▶ [Supplied text]:

____________

TMF: Thank you for taking the time to talk to us today. I know this is probably one of your busiest days of the year.
Ruettgers: Yeah, it's one of four days.
TMF: What do you think is a useful way for investors new to EMC, like myself, to think about the company? Or more to the point, when you meet people unfamiliar with your company or information technology in general, how do you describe what your company does?
Ruettgers: That's always a good question because while a number of investors have known of EMC for a long time, there's still a lot of people who don't know us. We're in the computer storage business and the easy way to think about us is that we make the filing cabinets that store all of the information that the world's largest companies use for running their businesses. If you look at popular topics now like the Internet and e-commerce and e-business, one of the things [new investors] might want to understand is that all of that information needs to be stored someplace. So, as these websites get bigger and bigger, we find companies coming to us to store those things. So underneath this whole trend toward the Internet and e-commerce is what you might call a trend towards e-storage.
TMF: What do you think is the best way for prospective shareholders to track the company's progress and performance? What are the important moving parts of your company's financial structure that you think investors can really focus on when they are following EMC?
Ruettgers: There's a couple of things that come to mind pretty quickly. One is the revenue and profit growth rates. Last year revenue grew at 35 percent and profits grew at 47 percent. Compare those growth rates to other investment opportunities [investors] have. We believe two things: one is we'll grow by more than 30 percent again this year and we believe that we will get from just under $4 billion in revenues in 1998 to $10 billion in revenue in 2001. So [investors] ought to be looking for opportunities to compare us against other investments that would have these kinds of growth rates.
TMF: Talking about the rapid growth rates, from a business management standpoint what do you think has been the most important element in fueling that growth?

____________

▶ [Data records]:

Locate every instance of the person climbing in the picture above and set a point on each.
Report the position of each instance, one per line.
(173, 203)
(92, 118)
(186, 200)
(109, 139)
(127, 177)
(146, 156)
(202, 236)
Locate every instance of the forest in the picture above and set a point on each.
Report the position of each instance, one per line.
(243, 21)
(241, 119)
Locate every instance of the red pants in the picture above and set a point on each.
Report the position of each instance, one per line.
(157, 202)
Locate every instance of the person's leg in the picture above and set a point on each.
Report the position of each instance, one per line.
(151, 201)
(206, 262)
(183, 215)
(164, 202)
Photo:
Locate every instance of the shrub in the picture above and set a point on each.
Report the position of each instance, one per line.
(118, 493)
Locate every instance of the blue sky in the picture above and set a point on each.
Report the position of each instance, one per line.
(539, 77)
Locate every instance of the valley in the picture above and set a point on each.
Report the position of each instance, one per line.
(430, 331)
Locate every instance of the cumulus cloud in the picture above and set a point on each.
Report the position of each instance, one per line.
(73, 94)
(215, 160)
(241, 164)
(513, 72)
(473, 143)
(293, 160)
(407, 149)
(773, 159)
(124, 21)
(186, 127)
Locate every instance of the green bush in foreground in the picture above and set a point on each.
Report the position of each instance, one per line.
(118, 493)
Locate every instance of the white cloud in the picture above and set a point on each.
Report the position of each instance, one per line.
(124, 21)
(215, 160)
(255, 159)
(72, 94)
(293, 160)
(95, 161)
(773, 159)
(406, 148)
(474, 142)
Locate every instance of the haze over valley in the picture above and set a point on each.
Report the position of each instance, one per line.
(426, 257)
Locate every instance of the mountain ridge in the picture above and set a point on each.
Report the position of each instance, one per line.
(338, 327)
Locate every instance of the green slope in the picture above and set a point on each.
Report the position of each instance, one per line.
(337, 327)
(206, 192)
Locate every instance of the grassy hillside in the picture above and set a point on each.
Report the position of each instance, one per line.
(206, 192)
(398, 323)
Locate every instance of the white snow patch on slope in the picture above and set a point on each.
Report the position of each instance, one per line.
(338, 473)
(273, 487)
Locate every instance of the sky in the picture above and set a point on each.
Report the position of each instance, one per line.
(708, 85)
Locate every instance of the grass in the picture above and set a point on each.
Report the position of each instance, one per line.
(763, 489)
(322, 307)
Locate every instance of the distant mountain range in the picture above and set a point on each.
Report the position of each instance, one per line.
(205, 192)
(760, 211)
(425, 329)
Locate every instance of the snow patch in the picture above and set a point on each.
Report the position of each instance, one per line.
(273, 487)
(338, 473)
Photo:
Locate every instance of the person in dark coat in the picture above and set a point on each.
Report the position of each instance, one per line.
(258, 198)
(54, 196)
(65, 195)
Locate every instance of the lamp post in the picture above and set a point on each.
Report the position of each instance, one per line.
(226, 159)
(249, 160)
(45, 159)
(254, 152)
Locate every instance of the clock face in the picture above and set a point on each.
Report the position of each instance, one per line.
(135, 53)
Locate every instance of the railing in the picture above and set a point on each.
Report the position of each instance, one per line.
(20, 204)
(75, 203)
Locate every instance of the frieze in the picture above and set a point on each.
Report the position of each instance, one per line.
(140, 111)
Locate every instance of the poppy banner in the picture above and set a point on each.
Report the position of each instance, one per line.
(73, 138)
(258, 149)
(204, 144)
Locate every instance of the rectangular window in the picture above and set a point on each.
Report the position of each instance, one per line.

____________

▶ [Work instructions]:
Continue the EMC interview transcript above from its final question, beginning with Ruettgers's reply.

▶ [Answer to the task]:
Ruettgers: Well, I think a couple of things. One is we've had excellent products. We've had a very, very close working relationship with our customers so we knew especially what customers were trying to do, but I think even before customers could articulate it themselves. As a result we've seen a number of trends before anybody else did. This current trend that we're in now to enterprise storage network or consolidation of data into data centers is something that we caught and saw a couple of years ago before even the consultants were seeing that. So the products, an understanding of what customers need, and the ability to match the two of them together [has fueled the growth].
TMF: Your net margins have really risen over the past three years from about 17 percent in '96 to I think you said nearly 22 percent last year. If you could maybe explain a little bit what has led to this increase in margin performance and how you plan to improve it in the future.
Ruettgers: One of the things that we've done is transform the company from just being a hardware company to now being a software company. As a result, in '98 we had software revenues of $445 million. That was 150 percent more than the revenues we had in '97, which were $177 million. So we're actually the world's fastest growing major software company. And, as you know, with software you typically get higher margins. What we've been doing is investing in our SG&A [selling, general, and administrative expenses] line to get these higher margins. So the higher gross margins are driving the higher operating margins that we're seeing.
TMF: Do you project in five years down the road or so that EMC will be a pure play software company?
Ruettgers: No, I don't see that because hardware is still an important piece of what we do. But certainly software will have a larger content in our business.
TMF: There seems to be a real dichotomy within the data storage industry between software and the appliances that actually store the information, like file servers. What's your take on that and what do you think the future holds for those two technologies?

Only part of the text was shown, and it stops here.